WHAT IS EXPECTED
Lines before the one containing "Where can the rower's head" are excluded. Repeat that line and every line after it, exactly.

Labeled-object pointing entries

====

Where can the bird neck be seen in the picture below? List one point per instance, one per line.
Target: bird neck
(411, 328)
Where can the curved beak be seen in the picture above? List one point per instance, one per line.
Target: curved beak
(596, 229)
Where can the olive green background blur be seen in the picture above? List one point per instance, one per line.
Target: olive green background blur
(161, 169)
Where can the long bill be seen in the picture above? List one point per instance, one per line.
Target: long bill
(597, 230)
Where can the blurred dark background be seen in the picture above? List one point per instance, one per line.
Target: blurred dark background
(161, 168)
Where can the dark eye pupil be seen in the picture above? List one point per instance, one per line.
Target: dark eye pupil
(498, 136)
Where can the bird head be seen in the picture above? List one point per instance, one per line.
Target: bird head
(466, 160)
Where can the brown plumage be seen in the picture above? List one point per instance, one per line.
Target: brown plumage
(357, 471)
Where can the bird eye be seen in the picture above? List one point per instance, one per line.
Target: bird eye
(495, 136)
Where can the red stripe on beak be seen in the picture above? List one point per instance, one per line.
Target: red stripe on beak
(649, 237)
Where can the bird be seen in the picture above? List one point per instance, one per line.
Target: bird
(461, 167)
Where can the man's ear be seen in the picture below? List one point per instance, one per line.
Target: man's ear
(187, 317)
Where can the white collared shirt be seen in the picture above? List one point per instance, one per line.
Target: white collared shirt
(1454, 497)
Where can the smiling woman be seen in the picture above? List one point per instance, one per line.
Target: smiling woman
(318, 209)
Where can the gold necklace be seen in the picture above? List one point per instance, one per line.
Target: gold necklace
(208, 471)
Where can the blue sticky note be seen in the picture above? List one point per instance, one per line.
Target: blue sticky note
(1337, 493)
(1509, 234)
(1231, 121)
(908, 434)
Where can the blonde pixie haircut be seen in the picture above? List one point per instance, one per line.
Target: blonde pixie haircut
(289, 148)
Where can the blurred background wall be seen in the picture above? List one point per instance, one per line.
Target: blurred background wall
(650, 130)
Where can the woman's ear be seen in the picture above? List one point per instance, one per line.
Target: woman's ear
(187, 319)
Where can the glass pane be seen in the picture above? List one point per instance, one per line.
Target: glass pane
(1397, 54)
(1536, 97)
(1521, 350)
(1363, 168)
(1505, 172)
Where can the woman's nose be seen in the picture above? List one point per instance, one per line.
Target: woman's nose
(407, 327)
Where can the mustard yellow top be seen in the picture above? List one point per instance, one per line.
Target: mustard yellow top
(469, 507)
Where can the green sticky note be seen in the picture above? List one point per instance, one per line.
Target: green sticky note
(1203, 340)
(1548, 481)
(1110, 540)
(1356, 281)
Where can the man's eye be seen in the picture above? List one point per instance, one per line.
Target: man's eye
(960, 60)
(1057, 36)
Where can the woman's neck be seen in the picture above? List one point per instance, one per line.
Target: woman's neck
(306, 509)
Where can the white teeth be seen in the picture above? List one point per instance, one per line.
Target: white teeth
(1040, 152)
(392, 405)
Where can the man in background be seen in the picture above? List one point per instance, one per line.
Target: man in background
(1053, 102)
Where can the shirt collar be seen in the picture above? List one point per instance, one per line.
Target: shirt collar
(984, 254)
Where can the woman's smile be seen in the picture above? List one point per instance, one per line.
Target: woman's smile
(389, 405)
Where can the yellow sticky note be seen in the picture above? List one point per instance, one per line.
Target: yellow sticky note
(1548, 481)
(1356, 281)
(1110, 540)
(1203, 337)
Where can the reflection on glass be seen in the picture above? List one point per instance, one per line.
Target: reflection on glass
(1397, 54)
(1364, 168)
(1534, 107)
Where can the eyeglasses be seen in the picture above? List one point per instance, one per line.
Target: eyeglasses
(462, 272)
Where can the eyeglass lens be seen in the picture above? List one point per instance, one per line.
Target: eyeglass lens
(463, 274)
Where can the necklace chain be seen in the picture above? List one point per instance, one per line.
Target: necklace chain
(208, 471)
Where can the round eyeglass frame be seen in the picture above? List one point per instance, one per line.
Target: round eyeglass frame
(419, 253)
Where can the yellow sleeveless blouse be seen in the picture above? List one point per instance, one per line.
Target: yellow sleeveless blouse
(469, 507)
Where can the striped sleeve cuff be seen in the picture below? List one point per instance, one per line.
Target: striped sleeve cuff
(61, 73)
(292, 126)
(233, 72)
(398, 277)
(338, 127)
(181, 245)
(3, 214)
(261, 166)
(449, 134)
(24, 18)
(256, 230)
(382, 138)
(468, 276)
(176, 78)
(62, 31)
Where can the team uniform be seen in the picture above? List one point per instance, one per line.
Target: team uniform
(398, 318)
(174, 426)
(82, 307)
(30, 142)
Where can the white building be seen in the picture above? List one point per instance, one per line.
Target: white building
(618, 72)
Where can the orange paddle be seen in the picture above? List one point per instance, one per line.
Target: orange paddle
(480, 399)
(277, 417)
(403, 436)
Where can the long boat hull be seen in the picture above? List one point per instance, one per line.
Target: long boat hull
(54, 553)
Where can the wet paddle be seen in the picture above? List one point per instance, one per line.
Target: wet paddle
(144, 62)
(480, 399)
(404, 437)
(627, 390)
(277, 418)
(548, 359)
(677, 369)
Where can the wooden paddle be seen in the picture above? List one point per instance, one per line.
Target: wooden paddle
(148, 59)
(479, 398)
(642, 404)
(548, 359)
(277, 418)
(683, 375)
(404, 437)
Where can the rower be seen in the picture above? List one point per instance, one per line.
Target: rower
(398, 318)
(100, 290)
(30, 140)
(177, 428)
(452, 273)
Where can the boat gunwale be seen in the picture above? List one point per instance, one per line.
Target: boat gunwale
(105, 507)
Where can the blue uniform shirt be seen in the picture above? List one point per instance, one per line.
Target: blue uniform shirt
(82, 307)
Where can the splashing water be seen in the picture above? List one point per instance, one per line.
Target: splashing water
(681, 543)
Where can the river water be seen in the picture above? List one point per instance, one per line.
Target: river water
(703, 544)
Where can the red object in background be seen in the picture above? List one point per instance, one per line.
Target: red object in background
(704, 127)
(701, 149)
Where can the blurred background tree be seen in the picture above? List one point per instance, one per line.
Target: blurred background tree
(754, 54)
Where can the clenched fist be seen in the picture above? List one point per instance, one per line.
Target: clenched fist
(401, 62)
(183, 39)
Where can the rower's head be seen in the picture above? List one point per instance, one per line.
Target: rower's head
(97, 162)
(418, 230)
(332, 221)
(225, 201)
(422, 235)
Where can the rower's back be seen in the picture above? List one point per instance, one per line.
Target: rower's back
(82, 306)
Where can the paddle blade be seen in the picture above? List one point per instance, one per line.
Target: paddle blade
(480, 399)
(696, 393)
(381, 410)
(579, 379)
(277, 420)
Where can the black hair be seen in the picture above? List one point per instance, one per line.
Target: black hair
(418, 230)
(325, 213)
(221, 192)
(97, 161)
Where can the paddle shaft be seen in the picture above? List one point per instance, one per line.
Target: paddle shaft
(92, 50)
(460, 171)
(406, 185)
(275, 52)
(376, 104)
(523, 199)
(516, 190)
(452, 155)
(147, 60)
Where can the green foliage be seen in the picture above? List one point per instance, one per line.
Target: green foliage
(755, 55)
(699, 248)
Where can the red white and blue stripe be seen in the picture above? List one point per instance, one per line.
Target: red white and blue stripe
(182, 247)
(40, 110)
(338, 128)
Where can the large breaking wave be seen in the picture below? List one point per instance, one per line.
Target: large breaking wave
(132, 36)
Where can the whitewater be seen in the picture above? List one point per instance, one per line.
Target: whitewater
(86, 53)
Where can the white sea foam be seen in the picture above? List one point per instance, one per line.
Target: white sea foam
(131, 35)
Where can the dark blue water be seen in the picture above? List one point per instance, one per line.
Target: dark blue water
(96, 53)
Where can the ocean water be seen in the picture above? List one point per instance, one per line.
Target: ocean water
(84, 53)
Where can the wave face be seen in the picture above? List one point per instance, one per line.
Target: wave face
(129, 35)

====

EXERCISE SOLUTION
Where can the rower's head be seen in the picture above? List one point per instance, one per line.
Target: rower's head
(97, 162)
(418, 230)
(332, 221)
(225, 201)
(422, 235)
Where can the rower's back be seen in the picture above? List one point per instance, one per line.
Target: rower's back
(82, 306)
Where can the paddle blade be seen in the picture above? List one point per instance, one per line.
Target: paddle blade
(480, 399)
(696, 393)
(381, 410)
(579, 379)
(277, 420)
Where can the black hair be seen in the picture above? List one point per instance, one per line.
Target: black hair
(418, 230)
(325, 213)
(221, 192)
(97, 161)
Where can the paddle shaft be seen in the picture above? List one point per instance, one per line.
Target: paddle shaft
(92, 50)
(460, 171)
(406, 185)
(275, 52)
(376, 104)
(523, 199)
(516, 190)
(452, 155)
(147, 60)
Where can the green foliage be seen in the picture above? List one point per instance, one per line.
Target: green foliage
(755, 55)
(699, 248)
Where can the red white and blue stripe be seen in the picture above? List one point per instance, one per line.
Target: red white and blue stripe
(182, 247)
(40, 110)
(338, 128)
Where can the large breaking wave be seen in the picture below? List one point per instance, one per line.
Target: large breaking wave
(132, 36)
Where can the whitewater be seen in the picture above? List one point per instance, one per line.
Target: whitewater
(86, 53)
Where can the white sea foam be seen in the picture above? List one point per instance, one per line.
Target: white sea foam
(131, 35)
Where can the dark blue water be seen in the picture above? List one point per instance, one per line.
Target: dark blue water
(96, 53)
Where can the ocean water be seen in the picture above? List one point per instance, one per line.
Target: ocean water
(84, 53)
Where can the wave face be seen in the picture above? List one point per instance, one per line.
Target: wave face
(129, 35)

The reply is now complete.